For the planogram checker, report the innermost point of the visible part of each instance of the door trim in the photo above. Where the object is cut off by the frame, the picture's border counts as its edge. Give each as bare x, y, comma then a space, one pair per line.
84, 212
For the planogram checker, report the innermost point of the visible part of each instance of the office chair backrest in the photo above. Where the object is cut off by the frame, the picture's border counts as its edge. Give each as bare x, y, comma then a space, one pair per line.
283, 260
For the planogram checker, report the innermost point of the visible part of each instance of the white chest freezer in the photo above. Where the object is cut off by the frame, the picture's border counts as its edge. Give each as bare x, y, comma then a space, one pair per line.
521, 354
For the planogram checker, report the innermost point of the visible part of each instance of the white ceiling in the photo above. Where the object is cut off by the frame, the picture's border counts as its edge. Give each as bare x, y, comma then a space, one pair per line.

--

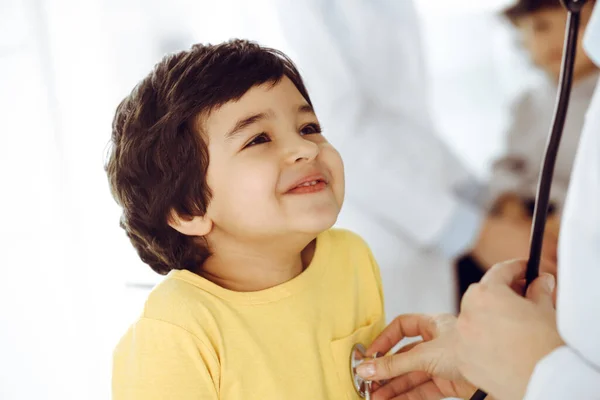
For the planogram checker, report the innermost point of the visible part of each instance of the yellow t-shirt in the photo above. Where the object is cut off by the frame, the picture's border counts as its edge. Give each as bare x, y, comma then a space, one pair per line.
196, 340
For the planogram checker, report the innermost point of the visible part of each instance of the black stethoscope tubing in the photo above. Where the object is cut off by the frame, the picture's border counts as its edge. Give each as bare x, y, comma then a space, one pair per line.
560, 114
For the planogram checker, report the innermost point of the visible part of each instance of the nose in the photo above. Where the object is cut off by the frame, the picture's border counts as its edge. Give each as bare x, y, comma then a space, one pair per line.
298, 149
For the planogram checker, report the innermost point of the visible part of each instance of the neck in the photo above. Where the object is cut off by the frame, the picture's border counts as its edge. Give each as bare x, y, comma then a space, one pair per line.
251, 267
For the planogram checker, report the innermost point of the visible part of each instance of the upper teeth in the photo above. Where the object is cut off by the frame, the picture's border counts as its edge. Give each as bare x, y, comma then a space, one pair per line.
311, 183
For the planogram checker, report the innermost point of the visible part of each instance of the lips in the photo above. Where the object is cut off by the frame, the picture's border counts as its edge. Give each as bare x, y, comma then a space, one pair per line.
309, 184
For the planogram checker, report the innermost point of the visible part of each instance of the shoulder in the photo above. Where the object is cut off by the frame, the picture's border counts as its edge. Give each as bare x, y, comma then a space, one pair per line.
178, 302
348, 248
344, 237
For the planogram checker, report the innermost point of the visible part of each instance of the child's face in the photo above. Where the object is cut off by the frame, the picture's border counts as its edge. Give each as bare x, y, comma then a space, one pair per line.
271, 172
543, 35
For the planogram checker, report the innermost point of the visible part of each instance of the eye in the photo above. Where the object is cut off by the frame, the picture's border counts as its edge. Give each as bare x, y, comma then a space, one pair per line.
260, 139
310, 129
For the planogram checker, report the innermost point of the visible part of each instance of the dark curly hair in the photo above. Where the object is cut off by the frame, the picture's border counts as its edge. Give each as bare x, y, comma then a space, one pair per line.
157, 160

EXERCISE.
Pick out each line of the entries above that contains the word "white", and copy those lines.

RESULT.
For the planogram checker, report the innermost point of the visible part of each instance of the white chest freezer in the photo above. Where the object is cut off by the frame, the picture's border counts as its edge. Give each as bare x, y, comma then a space, one pair per line.
For the planogram checker, report the innermost point of the visible part of each instance of the white ceiling in the photo above. Where the object is cut off by the frame, the picture's border counts as its edge. Give each as bare x, y, comma then a space, one pair per line.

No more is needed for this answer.